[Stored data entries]
"""

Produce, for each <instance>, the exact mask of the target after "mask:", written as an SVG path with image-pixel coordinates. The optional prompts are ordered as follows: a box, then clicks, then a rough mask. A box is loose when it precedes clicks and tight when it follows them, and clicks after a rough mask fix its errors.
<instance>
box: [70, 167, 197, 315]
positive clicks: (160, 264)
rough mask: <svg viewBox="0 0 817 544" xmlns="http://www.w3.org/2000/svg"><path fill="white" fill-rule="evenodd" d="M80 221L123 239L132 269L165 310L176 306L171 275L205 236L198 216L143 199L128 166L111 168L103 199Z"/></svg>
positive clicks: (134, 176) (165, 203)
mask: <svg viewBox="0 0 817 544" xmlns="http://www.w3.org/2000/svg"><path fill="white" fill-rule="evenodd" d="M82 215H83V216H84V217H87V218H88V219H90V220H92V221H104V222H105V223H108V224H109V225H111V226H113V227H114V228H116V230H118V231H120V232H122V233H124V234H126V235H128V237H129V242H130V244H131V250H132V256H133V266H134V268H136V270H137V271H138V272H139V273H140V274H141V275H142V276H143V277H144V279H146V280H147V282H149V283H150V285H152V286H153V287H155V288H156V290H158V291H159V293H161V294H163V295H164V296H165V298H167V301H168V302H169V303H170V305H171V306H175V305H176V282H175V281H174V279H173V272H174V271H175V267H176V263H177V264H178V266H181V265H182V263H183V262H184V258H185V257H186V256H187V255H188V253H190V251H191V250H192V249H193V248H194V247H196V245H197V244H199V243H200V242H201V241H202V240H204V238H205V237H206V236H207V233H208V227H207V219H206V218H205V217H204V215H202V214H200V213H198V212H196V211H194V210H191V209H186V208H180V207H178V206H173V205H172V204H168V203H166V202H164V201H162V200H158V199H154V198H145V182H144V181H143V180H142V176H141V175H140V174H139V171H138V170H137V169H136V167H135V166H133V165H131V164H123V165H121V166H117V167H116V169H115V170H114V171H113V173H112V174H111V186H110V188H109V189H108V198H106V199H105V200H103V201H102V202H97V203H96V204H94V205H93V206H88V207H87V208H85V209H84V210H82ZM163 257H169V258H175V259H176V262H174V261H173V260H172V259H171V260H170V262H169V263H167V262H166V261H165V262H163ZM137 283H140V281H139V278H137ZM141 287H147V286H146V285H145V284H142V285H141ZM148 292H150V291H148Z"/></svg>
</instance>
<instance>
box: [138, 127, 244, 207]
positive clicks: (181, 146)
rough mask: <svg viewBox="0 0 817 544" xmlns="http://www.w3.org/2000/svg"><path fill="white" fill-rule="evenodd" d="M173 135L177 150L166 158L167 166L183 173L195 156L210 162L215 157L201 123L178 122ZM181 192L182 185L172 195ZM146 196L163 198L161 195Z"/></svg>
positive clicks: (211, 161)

"""

**Work order**
Turn the records above into a JSON list of strings with one string per line, skipping any blank lines.

**Response area**
[
  "Produce, for each <instance>, the exact mask of the target after \"mask:\", written as an SVG path with image-pixel coordinates. The optional prompts are ordered as follows: a box, then clicks, then a rough mask. A box is loose when it precedes clicks and tight when it follows them, and clicks after a rough mask fix its errors.",
  "<instance>",
  "box: [70, 167, 197, 315]",
  "positive clicks: (160, 264)",
  "rough mask: <svg viewBox=\"0 0 817 544\" xmlns=\"http://www.w3.org/2000/svg\"><path fill=\"white\" fill-rule=\"evenodd\" d=\"M80 221L123 239L132 269L165 310L176 306L171 275L205 236L198 216L143 199L128 166L111 168L103 199Z\"/></svg>",
  "positive clicks: (134, 176) (165, 203)",
  "mask: <svg viewBox=\"0 0 817 544\" xmlns=\"http://www.w3.org/2000/svg\"><path fill=\"white\" fill-rule=\"evenodd\" d=\"M82 215H83V216H84V217H87V218H88V219H90V220H92V221H104V222H105V223H108V224H109V225H111V226H113V227H114V228H116V230H118V231H120V232H122V233H124V234H126V235H128V237H129V242H130V244H131V250H132V256H133V266H134V268H136V270H137V271H138V272H139V273H140V274H141V275H142V276H143V277H144V279H146V280H147V282H149V283H150V285H152V286H153V287H155V288H156V290H158V291H159V293H161V294H163V295H164V296H165V298H167V301H168V302H169V303H170V305H171V306H175V305H176V282H175V281H174V279H173V272H174V271H175V267H176V263H177V264H178V266H181V265H182V263H183V262H184V258H185V257H186V256H187V255H188V253H190V251H191V250H192V249H193V248H194V247H196V245H197V244H199V243H200V242H201V241H202V240H204V238H205V237H206V236H207V233H208V227H207V219H206V218H205V217H204V215H202V214H200V213H198V212H196V211H194V210H191V209H186V208H180V207H178V206H173V205H172V204H168V203H166V202H164V201H162V200H158V199H154V198H145V182H144V181H143V180H142V176H141V175H140V174H139V171H138V170H137V169H136V167H135V166H133V165H131V164H123V165H121V166H117V167H116V169H115V170H114V171H113V173H112V174H111V186H110V188H109V189H108V198H106V199H105V200H103V201H102V202H97V203H96V204H94V205H93V206H88V207H87V208H85V209H84V210H82ZM163 257H169V258H175V259H176V262H174V261H173V260H172V259H171V260H170V262H169V263H167V262H166V261H165V262H163ZM137 283H140V281H139V278H137ZM141 287H147V286H146V285H145V284H142V285H141ZM148 292H150V291H148Z\"/></svg>",
  "</instance>",
  "<instance>",
  "box: [138, 127, 244, 207]",
  "positive clicks: (181, 146)",
  "rough mask: <svg viewBox=\"0 0 817 544\" xmlns=\"http://www.w3.org/2000/svg\"><path fill=\"white\" fill-rule=\"evenodd\" d=\"M173 135L177 150L166 158L167 166L183 173L195 156L210 162L215 157L201 123L178 122ZM181 192L182 185L172 195ZM146 196L163 198L161 195Z\"/></svg>",
  "positive clicks: (211, 161)"
]